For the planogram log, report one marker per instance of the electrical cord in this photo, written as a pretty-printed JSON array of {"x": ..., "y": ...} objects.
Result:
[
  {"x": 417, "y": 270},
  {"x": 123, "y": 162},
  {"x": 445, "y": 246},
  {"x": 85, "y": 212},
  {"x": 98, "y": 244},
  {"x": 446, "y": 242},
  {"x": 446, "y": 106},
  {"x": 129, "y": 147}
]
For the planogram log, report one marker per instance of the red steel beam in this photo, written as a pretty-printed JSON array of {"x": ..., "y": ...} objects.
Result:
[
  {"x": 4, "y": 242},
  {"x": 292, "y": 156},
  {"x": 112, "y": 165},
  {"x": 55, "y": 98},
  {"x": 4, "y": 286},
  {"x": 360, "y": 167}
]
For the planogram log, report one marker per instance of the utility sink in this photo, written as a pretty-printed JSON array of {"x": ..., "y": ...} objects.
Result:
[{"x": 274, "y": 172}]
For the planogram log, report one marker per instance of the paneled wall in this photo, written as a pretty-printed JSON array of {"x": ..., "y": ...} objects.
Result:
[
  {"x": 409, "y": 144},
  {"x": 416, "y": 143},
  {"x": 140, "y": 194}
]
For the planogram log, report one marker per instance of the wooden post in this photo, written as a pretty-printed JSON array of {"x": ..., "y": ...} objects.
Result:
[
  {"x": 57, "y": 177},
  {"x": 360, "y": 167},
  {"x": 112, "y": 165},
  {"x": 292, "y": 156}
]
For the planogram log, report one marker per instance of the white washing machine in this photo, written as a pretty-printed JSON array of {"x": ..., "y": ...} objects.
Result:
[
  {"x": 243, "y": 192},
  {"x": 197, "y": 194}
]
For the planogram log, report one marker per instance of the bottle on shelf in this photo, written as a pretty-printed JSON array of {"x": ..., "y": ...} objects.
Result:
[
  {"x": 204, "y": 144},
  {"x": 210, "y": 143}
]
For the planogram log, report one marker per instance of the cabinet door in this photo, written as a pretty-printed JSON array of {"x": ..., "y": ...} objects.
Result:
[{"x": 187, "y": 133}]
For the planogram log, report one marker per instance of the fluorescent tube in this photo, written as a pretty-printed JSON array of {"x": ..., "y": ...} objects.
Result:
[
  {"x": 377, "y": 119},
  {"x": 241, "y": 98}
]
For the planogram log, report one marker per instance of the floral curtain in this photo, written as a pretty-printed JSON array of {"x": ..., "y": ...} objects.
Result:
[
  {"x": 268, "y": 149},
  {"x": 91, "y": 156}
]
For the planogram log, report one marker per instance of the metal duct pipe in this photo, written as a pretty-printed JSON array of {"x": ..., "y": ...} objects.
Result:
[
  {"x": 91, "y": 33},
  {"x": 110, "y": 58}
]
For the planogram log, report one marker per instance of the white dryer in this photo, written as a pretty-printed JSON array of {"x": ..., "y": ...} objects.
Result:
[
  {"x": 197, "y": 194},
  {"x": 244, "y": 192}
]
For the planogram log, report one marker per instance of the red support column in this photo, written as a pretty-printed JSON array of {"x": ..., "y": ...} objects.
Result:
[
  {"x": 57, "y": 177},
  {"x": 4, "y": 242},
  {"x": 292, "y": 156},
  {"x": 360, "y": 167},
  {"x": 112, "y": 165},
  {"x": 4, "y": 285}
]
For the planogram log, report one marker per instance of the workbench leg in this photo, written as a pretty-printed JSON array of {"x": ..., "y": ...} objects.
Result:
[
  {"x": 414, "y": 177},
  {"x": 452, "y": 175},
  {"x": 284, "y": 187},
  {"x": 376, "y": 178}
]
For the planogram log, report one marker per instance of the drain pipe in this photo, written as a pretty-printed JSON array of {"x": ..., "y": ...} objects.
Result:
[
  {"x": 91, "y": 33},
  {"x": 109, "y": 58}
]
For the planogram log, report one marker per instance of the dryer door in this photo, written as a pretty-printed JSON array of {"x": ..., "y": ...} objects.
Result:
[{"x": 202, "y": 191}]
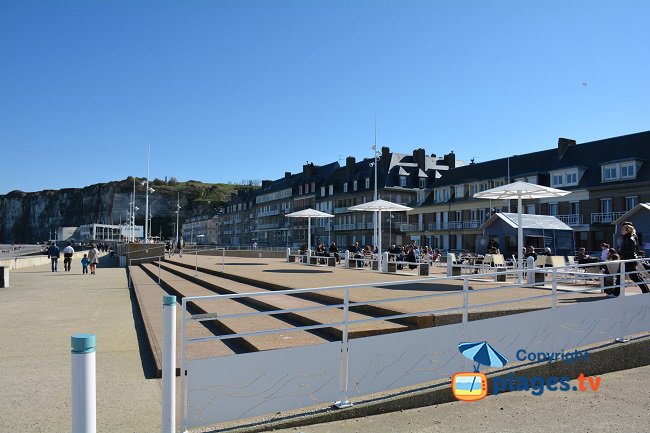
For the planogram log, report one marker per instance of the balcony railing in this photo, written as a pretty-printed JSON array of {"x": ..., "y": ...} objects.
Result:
[
  {"x": 605, "y": 218},
  {"x": 570, "y": 219},
  {"x": 268, "y": 213},
  {"x": 407, "y": 227}
]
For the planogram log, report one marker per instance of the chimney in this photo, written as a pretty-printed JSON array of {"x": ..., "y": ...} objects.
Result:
[
  {"x": 450, "y": 159},
  {"x": 385, "y": 158},
  {"x": 563, "y": 145},
  {"x": 308, "y": 170},
  {"x": 418, "y": 157}
]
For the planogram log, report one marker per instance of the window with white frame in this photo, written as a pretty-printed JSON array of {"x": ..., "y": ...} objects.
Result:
[
  {"x": 628, "y": 170},
  {"x": 631, "y": 202},
  {"x": 610, "y": 172},
  {"x": 567, "y": 177},
  {"x": 446, "y": 194},
  {"x": 606, "y": 205}
]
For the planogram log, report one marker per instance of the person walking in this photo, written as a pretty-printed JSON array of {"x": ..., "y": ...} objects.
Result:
[
  {"x": 628, "y": 250},
  {"x": 68, "y": 252},
  {"x": 181, "y": 245},
  {"x": 93, "y": 258},
  {"x": 84, "y": 264},
  {"x": 53, "y": 253}
]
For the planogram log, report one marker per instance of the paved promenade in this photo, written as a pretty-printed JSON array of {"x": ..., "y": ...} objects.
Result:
[{"x": 38, "y": 314}]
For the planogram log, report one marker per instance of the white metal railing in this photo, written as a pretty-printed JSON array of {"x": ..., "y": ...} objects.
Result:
[
  {"x": 607, "y": 217},
  {"x": 582, "y": 318},
  {"x": 570, "y": 219}
]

WRITTEN EXERCISE -> Write out all the entries again, word for word, and print no images.

EXERCISE RESPONSE ->
For the planogram log, report one marker per instance of the electrical cord in this photo, written as a pretty-printed JSON array of {"x": ..., "y": ...} objects.
Result:
[
  {"x": 417, "y": 270},
  {"x": 123, "y": 162},
  {"x": 445, "y": 246},
  {"x": 85, "y": 212},
  {"x": 98, "y": 244},
  {"x": 446, "y": 242},
  {"x": 446, "y": 106},
  {"x": 129, "y": 147}
]
For the planogram log, report one marker per instance of the red steel beam in this photo, written as a pretty-printed JSON array of {"x": ..., "y": ...} objects.
Result:
[
  {"x": 4, "y": 242},
  {"x": 292, "y": 156},
  {"x": 112, "y": 165},
  {"x": 55, "y": 98},
  {"x": 4, "y": 286},
  {"x": 360, "y": 167}
]
For the planogram log, report one marker per instance of the utility sink in this photo, written as a pretty-printed JSON array of {"x": ..., "y": ...} objects.
Result:
[{"x": 274, "y": 172}]
For the planogram log, report one marker per instance of the paneled wall in this photo, written as a pretty-printed JSON array of {"x": ..., "y": ...} objects.
Result:
[
  {"x": 409, "y": 144},
  {"x": 416, "y": 143},
  {"x": 140, "y": 194}
]
For the planogram log, report one marker per instance of the wooden post in this photo, written as a pretty-printed JSON array of {"x": ..., "y": ...} objects.
Result:
[
  {"x": 57, "y": 177},
  {"x": 360, "y": 167},
  {"x": 112, "y": 165},
  {"x": 292, "y": 156}
]
For the planogram log, report one marker per instance of the white washing machine in this photo, written as a pretty-printed JSON array of {"x": ..., "y": ...} objects.
Result:
[
  {"x": 243, "y": 192},
  {"x": 197, "y": 194}
]
For the planogram log, report one marker per instance of the bottle on shelf in this photo, written as a pretty-printed JSON array of {"x": ..., "y": ...} objects.
Result:
[
  {"x": 204, "y": 144},
  {"x": 210, "y": 143}
]
For the planogram log, report one marker per instance of the cabinet door in this photo, written as a pretty-printed JSON array of {"x": ..., "y": ...} objects.
Result:
[{"x": 187, "y": 133}]
For the planogram log, report one marker per instance of the fluorescent tube in this photo, written as a pretty-printed JSON array of {"x": ..., "y": ...} objects.
Result:
[
  {"x": 377, "y": 119},
  {"x": 241, "y": 98}
]
For the planogram log, report one marker per instance of the floral curtain in this photo, written as a pretty-printed JSON array of {"x": ..., "y": ...} objects.
Result:
[
  {"x": 268, "y": 149},
  {"x": 91, "y": 156}
]
For the planogram log, report one marker per instance of the metal duct pipe in this photo, written as a pretty-printed JSON array of {"x": ..., "y": ...} objects.
Result:
[
  {"x": 91, "y": 33},
  {"x": 110, "y": 58}
]
For the planogram log, report one marker per instance of the white dryer in this photo, written as a pretty-printed JSON array of {"x": ..., "y": ...} objects.
Result:
[
  {"x": 197, "y": 194},
  {"x": 244, "y": 192}
]
For the planogram log, report one marker per instance of the red support column in this photo, written as a pretty-printed JSON array of {"x": ..., "y": ...} objects.
Result:
[
  {"x": 57, "y": 177},
  {"x": 4, "y": 242},
  {"x": 292, "y": 156},
  {"x": 360, "y": 167},
  {"x": 112, "y": 165},
  {"x": 4, "y": 285}
]
For the planogram log, report one marker per instance of the workbench leg in this photo, written as a pretty-printed JSON array of {"x": ..., "y": ...} objects.
Result:
[
  {"x": 414, "y": 177},
  {"x": 452, "y": 175},
  {"x": 284, "y": 187},
  {"x": 376, "y": 178}
]
For the planogram log, report one marker per instance of the drain pipe in this photo, written as a pretty-printed JSON array of {"x": ..., "y": ...} objects.
Result:
[
  {"x": 91, "y": 33},
  {"x": 109, "y": 58}
]
For the planogram log, report one marker per instance of the dryer door in this photo, written as a pretty-printed JSON array of {"x": ..., "y": ...} objects.
Result:
[{"x": 202, "y": 191}]
For the planogram log, report one marker per instance of the balcony railing in this photo, written as a pretty-printed JSON array of {"x": ..., "y": ...} objects.
Result:
[
  {"x": 605, "y": 218},
  {"x": 570, "y": 219},
  {"x": 268, "y": 213},
  {"x": 407, "y": 227}
]
For the planogram log, report one marker per instance of the chimney in this photo, written as a pretty-printed JSON array of {"x": ..., "y": ...} objects.
Result:
[
  {"x": 450, "y": 159},
  {"x": 385, "y": 158},
  {"x": 563, "y": 145},
  {"x": 308, "y": 170},
  {"x": 418, "y": 157}
]
For the planogram log, report one marker per instance of the window with white frame in this photo, written as a pretty-printed JSON array of {"x": ..., "y": ...} objects.
Result:
[
  {"x": 628, "y": 170},
  {"x": 631, "y": 202},
  {"x": 610, "y": 172},
  {"x": 567, "y": 177},
  {"x": 446, "y": 194},
  {"x": 606, "y": 205}
]
For the planogram log, report one marker per instance of the person walking in this photo, written as a pretty-printed JSON array of {"x": ..., "y": ...} objects.
Result:
[
  {"x": 628, "y": 250},
  {"x": 68, "y": 252},
  {"x": 181, "y": 245},
  {"x": 93, "y": 258},
  {"x": 84, "y": 264},
  {"x": 53, "y": 253}
]
For the planogram log, report one marker per instance of the paved promenade in this photo, written as a pretty-printed JSON array of {"x": ..., "y": ...} objects.
Result:
[{"x": 38, "y": 314}]
For the planogram log, report one marker per instance of the white metal railing in this photo, written as a pretty-printed JSON array of {"x": ..., "y": ...} objects.
Result:
[
  {"x": 607, "y": 217},
  {"x": 582, "y": 318},
  {"x": 570, "y": 219}
]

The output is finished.